Required action:
Lines with the word "bird": copy all of them from the entries below.

Records for processing:
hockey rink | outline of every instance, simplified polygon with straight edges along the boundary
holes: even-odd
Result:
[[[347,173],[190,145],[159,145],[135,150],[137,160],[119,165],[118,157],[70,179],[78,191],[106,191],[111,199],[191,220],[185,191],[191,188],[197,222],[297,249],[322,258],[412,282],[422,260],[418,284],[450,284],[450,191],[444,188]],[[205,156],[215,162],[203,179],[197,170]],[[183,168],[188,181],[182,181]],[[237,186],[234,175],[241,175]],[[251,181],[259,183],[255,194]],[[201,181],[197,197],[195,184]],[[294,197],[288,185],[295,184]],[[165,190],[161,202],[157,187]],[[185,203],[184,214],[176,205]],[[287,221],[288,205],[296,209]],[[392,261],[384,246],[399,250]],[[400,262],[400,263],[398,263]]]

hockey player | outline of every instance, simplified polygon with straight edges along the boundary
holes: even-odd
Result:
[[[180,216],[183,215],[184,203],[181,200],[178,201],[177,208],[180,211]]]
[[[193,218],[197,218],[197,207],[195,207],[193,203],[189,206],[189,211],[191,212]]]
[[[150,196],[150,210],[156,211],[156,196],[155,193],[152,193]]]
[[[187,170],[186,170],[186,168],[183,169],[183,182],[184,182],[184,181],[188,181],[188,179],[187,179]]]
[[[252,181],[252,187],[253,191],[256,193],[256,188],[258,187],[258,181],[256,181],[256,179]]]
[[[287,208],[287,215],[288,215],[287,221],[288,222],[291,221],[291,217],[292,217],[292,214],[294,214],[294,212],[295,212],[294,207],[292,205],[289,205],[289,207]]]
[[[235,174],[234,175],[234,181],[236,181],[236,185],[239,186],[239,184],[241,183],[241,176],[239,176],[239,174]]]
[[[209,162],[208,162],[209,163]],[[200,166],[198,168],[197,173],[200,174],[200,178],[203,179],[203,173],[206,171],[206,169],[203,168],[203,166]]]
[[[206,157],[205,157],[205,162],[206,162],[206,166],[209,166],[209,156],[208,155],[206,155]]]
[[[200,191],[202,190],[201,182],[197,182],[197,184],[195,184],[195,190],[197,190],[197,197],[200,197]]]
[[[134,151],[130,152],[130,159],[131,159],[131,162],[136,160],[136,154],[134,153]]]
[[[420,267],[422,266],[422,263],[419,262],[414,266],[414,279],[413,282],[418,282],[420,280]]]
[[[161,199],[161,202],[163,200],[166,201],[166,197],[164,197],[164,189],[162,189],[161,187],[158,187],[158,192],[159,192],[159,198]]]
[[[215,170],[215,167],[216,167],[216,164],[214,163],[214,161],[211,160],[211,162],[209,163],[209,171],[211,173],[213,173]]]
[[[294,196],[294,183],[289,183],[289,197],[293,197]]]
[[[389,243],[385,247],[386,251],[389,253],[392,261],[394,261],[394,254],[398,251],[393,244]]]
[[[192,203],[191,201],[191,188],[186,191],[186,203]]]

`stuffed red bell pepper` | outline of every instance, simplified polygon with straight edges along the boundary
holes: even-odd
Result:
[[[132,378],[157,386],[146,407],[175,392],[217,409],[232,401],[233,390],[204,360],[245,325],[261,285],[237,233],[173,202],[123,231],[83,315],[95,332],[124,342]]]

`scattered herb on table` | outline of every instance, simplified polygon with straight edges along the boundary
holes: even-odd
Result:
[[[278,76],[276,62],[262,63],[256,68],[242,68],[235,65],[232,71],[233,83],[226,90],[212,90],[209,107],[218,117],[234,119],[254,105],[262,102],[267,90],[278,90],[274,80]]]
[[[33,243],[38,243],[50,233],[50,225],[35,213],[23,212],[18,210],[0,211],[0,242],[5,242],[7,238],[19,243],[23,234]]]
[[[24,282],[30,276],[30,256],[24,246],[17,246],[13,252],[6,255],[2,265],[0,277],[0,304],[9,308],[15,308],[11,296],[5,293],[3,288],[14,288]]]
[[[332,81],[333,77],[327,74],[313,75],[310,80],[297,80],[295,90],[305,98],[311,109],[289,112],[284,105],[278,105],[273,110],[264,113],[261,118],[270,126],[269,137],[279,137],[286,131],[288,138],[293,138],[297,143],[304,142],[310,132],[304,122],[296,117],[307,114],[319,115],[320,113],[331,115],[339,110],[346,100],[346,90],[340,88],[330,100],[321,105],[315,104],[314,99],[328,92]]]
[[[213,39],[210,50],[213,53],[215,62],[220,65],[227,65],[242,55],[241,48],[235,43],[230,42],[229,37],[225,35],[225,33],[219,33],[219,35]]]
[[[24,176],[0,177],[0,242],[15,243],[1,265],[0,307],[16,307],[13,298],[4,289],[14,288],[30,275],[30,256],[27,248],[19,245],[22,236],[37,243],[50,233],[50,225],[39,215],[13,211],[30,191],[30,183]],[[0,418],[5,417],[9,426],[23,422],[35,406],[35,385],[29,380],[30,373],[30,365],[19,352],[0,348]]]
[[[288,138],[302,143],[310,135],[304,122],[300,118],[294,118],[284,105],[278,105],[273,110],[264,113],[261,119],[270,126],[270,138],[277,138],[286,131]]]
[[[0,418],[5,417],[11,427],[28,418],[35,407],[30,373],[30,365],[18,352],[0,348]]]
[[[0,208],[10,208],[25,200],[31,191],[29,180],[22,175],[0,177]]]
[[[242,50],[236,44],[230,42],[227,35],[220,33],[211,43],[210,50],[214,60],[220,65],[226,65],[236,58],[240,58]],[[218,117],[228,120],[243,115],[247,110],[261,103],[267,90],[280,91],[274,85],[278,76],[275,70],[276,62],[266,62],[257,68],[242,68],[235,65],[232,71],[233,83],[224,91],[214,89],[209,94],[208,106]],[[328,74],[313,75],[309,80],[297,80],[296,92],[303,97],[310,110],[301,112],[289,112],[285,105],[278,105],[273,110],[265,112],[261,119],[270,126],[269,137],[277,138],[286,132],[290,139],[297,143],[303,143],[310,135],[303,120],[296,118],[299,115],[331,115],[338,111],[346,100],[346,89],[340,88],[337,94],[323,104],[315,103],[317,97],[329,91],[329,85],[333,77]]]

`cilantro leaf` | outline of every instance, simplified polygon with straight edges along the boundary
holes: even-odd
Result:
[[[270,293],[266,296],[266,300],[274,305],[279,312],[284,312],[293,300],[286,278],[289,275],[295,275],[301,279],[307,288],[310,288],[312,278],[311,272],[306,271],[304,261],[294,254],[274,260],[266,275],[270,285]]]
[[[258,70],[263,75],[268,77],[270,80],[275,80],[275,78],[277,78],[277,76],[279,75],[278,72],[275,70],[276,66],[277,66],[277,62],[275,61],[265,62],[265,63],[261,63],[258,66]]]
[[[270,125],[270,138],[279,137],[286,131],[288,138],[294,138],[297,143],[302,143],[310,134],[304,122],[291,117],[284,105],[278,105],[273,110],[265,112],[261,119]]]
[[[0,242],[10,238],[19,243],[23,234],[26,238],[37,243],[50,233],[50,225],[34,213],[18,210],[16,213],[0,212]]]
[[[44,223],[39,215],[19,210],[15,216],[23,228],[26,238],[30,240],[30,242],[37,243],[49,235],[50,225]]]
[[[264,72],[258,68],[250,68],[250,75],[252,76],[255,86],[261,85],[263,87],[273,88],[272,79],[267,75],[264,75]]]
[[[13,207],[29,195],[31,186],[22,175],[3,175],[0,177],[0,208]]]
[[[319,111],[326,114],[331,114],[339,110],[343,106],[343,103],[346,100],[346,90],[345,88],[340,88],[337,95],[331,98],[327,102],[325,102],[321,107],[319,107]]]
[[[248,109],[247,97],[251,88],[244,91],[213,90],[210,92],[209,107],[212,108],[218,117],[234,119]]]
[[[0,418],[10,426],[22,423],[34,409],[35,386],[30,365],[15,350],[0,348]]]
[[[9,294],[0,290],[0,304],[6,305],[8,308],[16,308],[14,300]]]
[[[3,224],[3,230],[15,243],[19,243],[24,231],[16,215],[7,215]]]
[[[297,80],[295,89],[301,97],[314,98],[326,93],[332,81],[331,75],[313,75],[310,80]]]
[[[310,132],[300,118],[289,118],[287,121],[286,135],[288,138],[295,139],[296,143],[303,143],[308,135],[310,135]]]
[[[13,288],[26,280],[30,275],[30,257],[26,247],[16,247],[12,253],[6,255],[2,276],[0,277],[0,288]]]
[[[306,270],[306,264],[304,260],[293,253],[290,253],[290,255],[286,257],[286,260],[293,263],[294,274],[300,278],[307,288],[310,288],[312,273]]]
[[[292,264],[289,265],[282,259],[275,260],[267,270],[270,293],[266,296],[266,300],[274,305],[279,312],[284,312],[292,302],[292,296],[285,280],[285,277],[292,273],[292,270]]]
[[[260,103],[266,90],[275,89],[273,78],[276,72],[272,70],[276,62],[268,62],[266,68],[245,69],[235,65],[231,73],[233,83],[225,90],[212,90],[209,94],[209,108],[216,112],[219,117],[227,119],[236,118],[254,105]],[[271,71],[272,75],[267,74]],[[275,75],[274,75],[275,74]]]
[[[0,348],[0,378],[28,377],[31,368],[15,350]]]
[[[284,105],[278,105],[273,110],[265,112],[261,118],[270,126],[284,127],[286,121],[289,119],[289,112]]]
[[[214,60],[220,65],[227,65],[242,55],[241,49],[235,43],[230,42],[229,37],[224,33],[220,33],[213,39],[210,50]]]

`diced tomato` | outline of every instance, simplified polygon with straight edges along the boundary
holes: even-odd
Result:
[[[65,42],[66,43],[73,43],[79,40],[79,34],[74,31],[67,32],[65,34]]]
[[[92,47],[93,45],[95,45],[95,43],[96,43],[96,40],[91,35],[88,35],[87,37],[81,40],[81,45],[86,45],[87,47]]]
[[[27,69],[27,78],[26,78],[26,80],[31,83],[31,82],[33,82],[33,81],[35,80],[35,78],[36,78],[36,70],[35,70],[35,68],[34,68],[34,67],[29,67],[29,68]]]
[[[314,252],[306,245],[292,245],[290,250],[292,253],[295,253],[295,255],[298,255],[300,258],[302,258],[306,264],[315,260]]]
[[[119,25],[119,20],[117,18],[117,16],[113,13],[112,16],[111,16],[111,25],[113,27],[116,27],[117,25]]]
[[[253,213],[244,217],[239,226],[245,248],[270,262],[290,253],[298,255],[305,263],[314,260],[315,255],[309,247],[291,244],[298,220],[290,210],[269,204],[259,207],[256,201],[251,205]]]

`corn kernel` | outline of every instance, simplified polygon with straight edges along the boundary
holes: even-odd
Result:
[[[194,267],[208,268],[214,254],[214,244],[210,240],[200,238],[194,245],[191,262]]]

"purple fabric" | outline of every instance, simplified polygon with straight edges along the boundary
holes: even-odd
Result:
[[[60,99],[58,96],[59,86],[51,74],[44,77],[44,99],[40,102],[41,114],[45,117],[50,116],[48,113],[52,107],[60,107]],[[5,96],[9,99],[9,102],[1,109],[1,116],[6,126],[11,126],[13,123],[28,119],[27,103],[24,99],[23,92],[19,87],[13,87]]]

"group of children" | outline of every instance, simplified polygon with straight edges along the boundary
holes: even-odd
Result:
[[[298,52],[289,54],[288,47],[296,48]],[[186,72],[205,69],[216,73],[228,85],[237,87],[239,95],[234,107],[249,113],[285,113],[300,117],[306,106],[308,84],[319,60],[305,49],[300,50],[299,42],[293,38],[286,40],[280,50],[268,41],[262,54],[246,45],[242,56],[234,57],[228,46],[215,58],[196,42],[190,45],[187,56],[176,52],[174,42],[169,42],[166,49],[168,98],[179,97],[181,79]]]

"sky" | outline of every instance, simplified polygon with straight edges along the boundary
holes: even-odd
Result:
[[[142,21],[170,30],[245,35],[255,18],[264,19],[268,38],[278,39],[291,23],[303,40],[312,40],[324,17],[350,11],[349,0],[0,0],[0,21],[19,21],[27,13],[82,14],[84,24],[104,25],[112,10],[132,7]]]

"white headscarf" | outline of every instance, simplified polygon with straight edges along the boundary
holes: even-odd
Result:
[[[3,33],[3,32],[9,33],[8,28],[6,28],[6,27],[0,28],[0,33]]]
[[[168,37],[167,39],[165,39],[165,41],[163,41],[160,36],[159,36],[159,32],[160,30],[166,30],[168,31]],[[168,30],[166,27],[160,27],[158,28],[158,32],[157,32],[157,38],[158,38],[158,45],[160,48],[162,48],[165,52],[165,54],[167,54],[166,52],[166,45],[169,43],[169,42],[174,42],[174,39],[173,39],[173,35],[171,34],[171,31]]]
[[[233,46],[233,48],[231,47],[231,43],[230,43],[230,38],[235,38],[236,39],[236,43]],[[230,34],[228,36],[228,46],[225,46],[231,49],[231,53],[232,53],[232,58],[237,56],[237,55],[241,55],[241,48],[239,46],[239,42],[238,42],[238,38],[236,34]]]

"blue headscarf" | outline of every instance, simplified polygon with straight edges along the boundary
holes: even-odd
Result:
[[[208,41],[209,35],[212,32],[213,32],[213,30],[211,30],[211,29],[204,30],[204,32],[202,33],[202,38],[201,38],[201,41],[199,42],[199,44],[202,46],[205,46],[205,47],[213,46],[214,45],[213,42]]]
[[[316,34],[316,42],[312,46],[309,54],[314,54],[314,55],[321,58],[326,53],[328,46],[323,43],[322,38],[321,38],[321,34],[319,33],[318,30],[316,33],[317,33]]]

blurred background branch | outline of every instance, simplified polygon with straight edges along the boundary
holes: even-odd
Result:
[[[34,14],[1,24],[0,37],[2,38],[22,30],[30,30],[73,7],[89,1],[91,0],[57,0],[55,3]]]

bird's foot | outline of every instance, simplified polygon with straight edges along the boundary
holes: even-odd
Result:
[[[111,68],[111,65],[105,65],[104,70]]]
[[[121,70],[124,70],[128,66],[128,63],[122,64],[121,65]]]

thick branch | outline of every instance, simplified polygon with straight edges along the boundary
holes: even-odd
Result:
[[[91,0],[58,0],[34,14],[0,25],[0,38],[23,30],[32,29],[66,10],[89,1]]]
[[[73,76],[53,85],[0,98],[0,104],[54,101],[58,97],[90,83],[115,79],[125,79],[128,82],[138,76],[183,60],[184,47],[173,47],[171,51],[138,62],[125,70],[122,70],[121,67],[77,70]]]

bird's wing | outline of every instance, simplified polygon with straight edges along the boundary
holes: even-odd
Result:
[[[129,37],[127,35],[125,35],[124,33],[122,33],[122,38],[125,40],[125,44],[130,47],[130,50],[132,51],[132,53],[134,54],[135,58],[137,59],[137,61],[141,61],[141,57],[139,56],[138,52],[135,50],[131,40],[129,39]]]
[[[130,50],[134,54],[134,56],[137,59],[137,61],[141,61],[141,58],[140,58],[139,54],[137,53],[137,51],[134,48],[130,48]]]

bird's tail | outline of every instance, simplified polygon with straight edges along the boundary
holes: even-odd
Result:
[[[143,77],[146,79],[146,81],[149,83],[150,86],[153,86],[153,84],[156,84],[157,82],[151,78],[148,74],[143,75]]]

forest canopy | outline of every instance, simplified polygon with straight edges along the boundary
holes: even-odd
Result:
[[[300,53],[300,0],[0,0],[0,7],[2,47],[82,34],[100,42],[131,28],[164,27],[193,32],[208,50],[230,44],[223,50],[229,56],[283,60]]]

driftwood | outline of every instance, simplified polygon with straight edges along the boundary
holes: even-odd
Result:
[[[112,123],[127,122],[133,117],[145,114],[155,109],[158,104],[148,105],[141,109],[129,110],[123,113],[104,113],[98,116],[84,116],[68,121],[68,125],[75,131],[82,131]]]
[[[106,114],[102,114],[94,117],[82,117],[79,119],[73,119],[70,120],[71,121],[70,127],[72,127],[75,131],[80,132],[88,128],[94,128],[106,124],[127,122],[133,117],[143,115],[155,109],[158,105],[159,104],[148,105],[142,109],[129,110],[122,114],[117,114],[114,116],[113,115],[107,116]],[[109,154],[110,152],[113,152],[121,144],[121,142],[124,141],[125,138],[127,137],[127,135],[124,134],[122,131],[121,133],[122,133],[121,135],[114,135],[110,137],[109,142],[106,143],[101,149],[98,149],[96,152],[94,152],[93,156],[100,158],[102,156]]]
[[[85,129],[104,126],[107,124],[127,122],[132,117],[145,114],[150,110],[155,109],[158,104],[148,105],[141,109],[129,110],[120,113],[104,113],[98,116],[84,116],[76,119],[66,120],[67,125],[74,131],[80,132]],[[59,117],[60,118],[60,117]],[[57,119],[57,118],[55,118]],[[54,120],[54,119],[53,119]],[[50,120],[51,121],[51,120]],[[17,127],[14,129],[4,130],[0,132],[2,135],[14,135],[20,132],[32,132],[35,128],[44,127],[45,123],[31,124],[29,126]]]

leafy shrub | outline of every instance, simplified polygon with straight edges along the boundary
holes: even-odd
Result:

Exercise answer:
bird's foot | outline of every instance, simplified polygon with straight edges along the boundary
bird's wing | outline of every instance, simplified polygon with straight edges along the boundary
bird's tail | outline of every instance, simplified polygon with straight edges along the boundary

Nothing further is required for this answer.